» **About this exercise**
Exactly and without additions, transcribe the line that contains "drop a dot on" and every line after it in the data.

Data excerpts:
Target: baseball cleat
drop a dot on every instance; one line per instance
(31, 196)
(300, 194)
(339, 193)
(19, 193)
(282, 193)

» **Completed task**
drop a dot on every instance; one line per instance
(31, 196)
(300, 194)
(339, 193)
(19, 193)
(282, 193)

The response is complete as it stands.